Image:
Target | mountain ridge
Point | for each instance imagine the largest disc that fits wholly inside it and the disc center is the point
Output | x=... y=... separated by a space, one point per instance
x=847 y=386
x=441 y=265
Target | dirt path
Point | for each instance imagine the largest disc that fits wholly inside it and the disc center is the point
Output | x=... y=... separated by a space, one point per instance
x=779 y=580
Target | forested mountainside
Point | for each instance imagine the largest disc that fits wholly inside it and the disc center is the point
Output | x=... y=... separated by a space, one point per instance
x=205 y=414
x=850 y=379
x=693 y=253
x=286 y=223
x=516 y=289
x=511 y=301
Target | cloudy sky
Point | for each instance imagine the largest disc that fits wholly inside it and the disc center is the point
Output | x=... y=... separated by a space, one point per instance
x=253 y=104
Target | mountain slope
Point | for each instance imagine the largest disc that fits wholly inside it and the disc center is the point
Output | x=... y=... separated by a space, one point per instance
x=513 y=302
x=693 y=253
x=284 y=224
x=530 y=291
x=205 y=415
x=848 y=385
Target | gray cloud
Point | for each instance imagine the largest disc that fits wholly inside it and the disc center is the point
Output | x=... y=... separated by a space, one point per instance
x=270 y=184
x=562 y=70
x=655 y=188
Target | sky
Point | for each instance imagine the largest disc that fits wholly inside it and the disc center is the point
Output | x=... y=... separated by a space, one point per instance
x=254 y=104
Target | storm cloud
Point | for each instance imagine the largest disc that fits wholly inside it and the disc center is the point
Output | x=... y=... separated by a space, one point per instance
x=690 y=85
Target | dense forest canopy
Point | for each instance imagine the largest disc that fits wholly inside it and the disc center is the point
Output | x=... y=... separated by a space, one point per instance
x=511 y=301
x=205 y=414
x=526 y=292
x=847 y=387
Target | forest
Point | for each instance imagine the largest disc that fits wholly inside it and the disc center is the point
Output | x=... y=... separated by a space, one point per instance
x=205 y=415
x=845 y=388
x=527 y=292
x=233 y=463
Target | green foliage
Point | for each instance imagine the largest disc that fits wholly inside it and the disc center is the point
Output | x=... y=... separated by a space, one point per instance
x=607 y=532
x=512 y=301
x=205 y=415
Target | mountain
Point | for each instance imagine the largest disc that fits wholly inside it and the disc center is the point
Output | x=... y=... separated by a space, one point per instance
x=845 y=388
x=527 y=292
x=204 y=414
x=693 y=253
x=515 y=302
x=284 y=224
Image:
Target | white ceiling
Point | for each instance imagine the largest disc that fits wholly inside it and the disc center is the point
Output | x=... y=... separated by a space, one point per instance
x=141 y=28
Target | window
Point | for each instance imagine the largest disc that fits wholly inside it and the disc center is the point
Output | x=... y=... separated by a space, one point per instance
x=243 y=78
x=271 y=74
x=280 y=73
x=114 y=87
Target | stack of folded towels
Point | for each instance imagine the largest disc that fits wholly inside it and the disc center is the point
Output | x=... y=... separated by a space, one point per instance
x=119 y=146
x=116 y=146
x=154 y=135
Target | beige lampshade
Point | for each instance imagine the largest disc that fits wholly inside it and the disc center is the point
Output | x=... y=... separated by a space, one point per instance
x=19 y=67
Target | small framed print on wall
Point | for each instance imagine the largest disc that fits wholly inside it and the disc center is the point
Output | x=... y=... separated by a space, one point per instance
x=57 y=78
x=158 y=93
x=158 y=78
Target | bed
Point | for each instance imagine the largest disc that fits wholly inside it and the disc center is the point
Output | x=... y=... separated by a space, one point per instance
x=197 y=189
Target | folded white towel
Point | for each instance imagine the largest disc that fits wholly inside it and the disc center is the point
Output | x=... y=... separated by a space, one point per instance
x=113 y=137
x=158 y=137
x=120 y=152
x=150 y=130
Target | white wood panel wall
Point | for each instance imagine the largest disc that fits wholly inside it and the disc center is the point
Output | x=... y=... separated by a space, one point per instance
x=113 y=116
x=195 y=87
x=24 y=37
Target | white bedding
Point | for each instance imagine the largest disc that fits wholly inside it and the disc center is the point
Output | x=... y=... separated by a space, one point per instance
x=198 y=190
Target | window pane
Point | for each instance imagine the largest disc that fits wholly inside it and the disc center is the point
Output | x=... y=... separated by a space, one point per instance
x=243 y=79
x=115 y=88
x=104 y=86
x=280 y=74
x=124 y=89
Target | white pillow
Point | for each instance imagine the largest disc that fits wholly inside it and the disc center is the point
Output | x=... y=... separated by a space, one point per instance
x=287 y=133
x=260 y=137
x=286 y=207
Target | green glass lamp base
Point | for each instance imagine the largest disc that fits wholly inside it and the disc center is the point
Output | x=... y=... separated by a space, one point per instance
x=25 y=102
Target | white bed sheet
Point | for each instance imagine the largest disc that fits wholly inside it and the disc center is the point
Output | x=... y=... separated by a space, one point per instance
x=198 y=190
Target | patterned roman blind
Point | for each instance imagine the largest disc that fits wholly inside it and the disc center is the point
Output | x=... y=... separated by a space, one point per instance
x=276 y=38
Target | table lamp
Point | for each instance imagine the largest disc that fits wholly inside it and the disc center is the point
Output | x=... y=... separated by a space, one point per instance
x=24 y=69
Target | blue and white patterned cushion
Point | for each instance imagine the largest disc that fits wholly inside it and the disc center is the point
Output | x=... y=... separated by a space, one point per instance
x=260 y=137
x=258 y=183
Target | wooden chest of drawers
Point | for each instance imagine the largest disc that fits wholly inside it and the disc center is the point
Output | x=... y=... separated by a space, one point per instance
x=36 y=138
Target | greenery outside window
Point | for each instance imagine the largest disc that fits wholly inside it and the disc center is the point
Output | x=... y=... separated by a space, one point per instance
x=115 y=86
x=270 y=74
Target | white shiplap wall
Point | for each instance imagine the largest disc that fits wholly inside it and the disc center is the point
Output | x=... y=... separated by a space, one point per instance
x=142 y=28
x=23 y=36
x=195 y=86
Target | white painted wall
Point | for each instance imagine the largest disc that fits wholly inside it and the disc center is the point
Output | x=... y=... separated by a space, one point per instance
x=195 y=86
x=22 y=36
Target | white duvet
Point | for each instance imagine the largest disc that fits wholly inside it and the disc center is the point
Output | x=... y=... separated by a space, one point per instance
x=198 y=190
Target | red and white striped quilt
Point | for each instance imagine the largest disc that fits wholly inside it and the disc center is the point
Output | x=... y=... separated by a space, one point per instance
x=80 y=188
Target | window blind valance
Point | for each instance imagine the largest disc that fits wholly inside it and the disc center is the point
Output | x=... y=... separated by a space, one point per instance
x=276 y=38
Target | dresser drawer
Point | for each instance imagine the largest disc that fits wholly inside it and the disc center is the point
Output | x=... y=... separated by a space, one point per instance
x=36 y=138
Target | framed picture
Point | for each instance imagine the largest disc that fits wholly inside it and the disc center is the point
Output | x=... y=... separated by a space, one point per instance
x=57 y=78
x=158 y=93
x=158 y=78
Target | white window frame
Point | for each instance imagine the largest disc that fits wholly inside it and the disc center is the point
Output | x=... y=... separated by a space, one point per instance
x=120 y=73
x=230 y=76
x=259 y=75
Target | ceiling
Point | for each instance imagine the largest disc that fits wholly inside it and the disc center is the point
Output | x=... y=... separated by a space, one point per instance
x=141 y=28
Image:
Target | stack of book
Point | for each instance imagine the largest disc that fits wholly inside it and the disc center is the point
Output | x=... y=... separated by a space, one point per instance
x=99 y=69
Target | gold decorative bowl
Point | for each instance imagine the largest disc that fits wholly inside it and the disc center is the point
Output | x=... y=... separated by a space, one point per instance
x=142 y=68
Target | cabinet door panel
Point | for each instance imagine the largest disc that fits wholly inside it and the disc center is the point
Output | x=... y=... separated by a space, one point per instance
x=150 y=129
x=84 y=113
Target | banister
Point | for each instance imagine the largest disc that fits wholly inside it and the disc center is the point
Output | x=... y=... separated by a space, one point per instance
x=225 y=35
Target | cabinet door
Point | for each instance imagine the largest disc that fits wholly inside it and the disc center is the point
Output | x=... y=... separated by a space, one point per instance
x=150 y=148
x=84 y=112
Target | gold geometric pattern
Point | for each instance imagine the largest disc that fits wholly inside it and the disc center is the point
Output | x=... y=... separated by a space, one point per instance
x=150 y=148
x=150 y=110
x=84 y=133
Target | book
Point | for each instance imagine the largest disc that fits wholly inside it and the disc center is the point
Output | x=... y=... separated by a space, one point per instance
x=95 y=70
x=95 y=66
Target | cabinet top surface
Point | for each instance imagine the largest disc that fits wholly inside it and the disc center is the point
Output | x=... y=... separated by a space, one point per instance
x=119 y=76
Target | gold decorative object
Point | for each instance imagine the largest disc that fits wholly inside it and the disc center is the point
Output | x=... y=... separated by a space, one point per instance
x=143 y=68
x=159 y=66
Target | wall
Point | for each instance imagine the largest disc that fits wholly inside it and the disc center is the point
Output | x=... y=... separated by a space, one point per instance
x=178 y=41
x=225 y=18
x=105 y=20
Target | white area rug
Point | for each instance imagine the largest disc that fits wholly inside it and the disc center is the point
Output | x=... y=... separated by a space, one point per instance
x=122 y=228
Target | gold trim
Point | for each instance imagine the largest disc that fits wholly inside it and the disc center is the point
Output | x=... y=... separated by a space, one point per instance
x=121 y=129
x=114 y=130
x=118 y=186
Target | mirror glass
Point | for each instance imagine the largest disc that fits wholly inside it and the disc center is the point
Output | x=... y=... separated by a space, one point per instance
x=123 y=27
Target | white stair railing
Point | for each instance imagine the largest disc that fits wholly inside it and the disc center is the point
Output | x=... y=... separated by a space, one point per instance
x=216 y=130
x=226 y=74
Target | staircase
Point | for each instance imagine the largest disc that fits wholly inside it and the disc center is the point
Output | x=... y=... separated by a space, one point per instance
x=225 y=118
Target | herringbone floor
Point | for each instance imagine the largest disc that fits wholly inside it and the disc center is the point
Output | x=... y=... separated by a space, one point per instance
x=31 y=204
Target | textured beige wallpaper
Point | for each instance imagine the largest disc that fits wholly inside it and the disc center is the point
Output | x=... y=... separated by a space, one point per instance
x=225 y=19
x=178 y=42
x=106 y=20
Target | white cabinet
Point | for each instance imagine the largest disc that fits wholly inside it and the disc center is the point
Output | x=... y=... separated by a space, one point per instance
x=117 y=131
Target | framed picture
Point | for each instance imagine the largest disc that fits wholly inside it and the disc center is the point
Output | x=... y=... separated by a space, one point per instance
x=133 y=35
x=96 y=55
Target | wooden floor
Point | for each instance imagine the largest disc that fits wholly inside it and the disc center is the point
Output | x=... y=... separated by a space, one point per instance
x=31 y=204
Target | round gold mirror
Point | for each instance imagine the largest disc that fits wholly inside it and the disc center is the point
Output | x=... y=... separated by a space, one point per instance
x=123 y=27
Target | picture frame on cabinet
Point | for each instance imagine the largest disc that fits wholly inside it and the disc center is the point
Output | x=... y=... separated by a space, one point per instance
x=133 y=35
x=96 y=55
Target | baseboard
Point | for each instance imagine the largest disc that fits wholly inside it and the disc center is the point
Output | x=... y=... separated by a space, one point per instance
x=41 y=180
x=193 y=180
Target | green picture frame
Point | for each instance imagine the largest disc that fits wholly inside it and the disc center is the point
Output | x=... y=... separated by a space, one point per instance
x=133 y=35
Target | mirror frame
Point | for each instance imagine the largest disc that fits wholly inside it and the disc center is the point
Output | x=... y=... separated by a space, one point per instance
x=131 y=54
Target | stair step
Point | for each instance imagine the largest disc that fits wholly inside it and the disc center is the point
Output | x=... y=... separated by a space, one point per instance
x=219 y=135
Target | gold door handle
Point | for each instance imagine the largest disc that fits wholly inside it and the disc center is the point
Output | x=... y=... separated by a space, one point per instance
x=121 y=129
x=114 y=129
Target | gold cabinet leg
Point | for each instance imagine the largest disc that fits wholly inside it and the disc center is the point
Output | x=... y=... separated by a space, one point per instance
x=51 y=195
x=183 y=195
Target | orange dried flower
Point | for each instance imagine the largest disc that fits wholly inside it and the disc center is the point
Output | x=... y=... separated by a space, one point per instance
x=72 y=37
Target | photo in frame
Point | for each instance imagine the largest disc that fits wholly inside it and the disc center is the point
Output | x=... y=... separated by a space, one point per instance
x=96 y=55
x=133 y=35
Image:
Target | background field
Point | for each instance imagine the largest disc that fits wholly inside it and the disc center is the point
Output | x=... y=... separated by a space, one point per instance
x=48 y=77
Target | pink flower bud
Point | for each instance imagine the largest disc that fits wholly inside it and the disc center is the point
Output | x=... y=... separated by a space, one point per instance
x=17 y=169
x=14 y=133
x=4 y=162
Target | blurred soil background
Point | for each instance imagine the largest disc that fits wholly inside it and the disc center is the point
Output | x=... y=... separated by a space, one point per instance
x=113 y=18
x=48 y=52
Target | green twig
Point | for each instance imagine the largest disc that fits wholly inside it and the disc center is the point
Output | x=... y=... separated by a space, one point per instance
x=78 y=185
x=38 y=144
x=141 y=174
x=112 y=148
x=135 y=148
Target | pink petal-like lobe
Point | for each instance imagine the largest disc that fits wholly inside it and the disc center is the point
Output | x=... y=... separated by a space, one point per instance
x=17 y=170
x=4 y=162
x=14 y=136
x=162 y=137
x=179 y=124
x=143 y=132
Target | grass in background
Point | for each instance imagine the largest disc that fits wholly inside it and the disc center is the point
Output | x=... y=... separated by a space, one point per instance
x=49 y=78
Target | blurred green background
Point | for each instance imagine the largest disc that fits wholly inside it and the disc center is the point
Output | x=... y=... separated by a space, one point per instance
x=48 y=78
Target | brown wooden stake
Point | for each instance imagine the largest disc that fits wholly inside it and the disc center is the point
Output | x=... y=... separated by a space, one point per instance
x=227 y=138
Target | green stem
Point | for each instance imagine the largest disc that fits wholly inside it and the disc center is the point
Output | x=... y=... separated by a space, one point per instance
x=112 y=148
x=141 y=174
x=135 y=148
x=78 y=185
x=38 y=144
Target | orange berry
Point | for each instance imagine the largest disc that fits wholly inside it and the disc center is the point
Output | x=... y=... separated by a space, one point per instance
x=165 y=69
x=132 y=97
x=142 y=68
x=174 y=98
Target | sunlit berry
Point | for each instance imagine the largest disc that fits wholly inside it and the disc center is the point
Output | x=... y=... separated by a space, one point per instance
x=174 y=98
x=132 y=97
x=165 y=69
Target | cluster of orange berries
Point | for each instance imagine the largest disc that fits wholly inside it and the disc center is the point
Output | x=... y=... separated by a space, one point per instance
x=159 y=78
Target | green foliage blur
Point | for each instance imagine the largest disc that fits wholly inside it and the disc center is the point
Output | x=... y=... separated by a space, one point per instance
+-------+
● EXERCISE
Copy the lines of the material above between the lines holding "Target | stack of folded towels" and "x=154 y=135", inclusive, and reproduce only those lines, requests included. Offset every x and y coordinate in the answers by adding 127.

● COMPLETE ANSWER
Target | stack of folded towels
Point | for each instance imagine the largest disc that fits wholly inside it and the disc center is the point
Output | x=... y=... separated by a space, one point per instance
x=246 y=273
x=243 y=273
x=281 y=262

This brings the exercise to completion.